Brief: The records that follow are to be transcribed word for word.

───

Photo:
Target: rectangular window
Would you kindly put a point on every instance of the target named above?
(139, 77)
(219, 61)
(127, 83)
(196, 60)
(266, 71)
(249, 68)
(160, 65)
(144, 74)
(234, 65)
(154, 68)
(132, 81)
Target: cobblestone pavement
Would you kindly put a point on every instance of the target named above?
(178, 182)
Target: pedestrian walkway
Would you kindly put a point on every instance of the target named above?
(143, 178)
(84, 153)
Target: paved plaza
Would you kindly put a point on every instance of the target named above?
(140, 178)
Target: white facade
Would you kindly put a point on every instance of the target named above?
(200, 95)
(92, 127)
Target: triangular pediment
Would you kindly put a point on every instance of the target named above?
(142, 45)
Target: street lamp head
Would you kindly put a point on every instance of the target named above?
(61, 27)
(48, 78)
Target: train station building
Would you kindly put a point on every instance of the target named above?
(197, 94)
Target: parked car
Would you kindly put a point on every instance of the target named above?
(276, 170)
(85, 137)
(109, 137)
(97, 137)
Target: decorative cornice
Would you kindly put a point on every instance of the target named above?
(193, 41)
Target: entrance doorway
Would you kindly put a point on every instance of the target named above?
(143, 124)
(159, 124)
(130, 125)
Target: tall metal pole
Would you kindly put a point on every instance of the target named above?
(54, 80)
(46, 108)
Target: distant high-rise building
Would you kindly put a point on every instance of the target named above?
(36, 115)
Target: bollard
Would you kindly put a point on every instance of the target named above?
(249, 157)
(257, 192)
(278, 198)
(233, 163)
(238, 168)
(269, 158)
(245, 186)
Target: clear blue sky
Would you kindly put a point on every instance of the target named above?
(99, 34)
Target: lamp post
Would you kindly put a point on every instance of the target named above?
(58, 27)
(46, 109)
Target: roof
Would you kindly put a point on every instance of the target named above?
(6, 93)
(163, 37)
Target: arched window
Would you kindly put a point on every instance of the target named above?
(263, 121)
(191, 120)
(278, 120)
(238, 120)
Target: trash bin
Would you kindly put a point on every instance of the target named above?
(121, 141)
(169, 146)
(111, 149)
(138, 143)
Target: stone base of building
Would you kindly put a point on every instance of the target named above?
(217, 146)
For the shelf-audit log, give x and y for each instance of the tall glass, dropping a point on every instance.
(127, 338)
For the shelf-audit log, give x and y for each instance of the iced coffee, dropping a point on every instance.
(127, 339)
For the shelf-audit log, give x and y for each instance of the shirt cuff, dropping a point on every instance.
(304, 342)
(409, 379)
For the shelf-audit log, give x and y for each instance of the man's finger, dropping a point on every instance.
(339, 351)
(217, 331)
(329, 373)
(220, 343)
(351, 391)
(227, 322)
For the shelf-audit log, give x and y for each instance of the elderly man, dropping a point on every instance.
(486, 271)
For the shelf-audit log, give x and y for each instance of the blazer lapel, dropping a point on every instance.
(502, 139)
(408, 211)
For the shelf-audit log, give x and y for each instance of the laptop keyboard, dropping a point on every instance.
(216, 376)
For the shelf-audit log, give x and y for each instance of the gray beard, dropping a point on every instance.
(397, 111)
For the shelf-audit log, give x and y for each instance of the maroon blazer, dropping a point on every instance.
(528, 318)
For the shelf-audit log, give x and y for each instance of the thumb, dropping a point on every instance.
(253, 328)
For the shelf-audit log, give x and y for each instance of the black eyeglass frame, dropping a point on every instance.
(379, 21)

───

Written answer:
Photo:
Target: rectangular window
Would you kindly put a point on every instance of the target named above?
(139, 77)
(219, 61)
(127, 83)
(196, 60)
(266, 71)
(249, 68)
(160, 65)
(144, 74)
(234, 65)
(154, 68)
(132, 81)
Target: cobblestone pavement
Would you kindly put a point on every instance of the target named above?
(178, 182)
Target: pedestrian walkway
Would you kindly put a point on every instance of the target named above?
(143, 178)
(84, 153)
Target: paved plaza
Would you kindly put a point on every instance of the target named above?
(140, 178)
Target: white facade
Would you kindly put a point on every instance of the target named above?
(200, 95)
(92, 127)
Target: triangular pediment
Would you kindly put a point on every instance of the target named above?
(142, 45)
Target: street lamp head
Would you kindly put a point on every instance of the target named above?
(61, 27)
(48, 78)
Target: train station building
Would you kindly put a point on every instance of the target named above?
(197, 94)
Target: parked car
Would you kindly put a point on every instance of the target named above?
(276, 170)
(85, 137)
(109, 137)
(97, 137)
Target: decorative cornice
Would you kindly put a point on every instance of the target named above?
(193, 41)
Target: entrance doorway
Would you kindly put a point on every instance of the target named above?
(143, 124)
(159, 124)
(130, 125)
Target: tall metal pole
Would you kindly put a point on every instance of the target named above?
(54, 80)
(46, 108)
Target: distant high-rise building
Would you kindly put a point on every instance of the target named above?
(36, 115)
Target: bollard
Would you kindly put a point on every instance of the target named above?
(249, 157)
(257, 192)
(278, 198)
(233, 163)
(238, 168)
(269, 158)
(245, 186)
Target: clear blue sky
Would you kindly put a point on every instance of the target named above?
(99, 34)
Target: lamp post
Would you kindly put a point on every instance of the target named above?
(58, 27)
(46, 109)
Target: roof
Would you kindly put a point on every instance of the target named above?
(6, 93)
(163, 37)
Target: arched window
Would you kindly put a point on every instance of the target named above?
(263, 121)
(191, 120)
(278, 120)
(238, 120)
Target: trash bin
Would you kindly put a point on every instance of the target named above?
(121, 141)
(169, 146)
(111, 149)
(138, 143)
Target: stone base of building
Would you kindly put a point on every instance of the target named above?
(217, 146)
For the shelf-audit log, give x and y for each instance of the tall glass, dropping a point on every instance.
(127, 338)
For the shelf-audit log, give x and y for each instance of the iced coffee, dropping a point on every instance.
(127, 339)
For the shelf-audit log, give x and y for each instance of the shirt cuff, dropping a point on every instance.
(304, 342)
(409, 379)
For the shelf-audit log, give x and y for each instance of the man's finger, dropping a point on every instance.
(339, 351)
(217, 331)
(329, 373)
(220, 343)
(351, 391)
(227, 322)
For the shelf-audit log, give x and y for each instance of the elderly man, dropping a point on every instance.
(486, 271)
For the shelf-audit log, give x and y for each instance of the blazer lapel, dropping a point on every instance.
(502, 139)
(408, 211)
For the shelf-audit log, give x and y for each instance of the laptop keyboard, dropping a point on every instance.
(216, 376)
For the shelf-audit log, give x and y for each instance of the gray beard, dropping a point on every instance.
(397, 111)
For the shelf-audit log, give x and y for each instance of the maroon blazer, dropping a point on every instance.
(528, 318)
For the shelf-audit log, give x and y for each instance of the thumb, dropping a point on every instance.
(253, 328)
For the shelf-audit log, give x and y for each instance of the black eyeglass frame, dropping a point on every instance.
(379, 21)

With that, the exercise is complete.